- [Work request] Tally the lines in the data below where the word "instance" appears, and give the tally alone.

Saved data entries
BEGIN
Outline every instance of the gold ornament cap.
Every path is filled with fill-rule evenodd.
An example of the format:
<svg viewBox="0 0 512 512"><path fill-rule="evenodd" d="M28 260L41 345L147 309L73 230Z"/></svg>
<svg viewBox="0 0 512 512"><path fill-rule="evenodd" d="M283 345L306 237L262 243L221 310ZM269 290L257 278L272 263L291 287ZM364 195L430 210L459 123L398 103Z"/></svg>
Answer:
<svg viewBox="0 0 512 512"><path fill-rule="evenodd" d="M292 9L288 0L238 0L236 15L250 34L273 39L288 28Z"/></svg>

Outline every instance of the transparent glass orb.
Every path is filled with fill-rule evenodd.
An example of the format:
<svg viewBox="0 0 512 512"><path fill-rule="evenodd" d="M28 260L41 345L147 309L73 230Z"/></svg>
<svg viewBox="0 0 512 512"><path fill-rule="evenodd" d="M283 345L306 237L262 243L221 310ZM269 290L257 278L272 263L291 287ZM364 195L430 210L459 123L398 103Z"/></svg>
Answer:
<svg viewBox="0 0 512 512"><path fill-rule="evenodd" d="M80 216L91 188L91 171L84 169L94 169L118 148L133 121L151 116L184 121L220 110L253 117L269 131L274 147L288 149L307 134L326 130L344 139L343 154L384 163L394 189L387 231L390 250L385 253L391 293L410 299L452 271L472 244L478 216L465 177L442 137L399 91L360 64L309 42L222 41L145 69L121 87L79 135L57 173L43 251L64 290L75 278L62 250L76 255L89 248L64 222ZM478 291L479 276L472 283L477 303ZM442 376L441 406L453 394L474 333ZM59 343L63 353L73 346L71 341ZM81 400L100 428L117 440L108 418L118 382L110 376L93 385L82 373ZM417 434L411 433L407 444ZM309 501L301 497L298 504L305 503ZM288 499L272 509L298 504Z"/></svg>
END
BEGIN
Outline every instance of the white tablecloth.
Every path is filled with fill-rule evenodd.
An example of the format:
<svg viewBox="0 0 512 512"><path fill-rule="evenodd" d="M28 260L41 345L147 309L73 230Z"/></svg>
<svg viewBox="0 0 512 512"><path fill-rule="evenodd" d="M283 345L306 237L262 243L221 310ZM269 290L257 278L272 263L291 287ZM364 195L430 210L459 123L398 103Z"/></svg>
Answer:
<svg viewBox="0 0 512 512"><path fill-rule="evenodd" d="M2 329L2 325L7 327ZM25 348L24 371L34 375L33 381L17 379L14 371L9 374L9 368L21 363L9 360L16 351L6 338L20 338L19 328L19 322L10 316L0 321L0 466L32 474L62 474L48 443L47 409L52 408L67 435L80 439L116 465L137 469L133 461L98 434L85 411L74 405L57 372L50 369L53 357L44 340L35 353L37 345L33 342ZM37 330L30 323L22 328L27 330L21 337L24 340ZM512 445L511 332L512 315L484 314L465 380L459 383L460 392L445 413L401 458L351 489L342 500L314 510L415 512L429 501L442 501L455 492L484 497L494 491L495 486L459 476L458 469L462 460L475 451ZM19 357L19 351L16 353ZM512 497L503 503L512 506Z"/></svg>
END
- [Exercise result] 3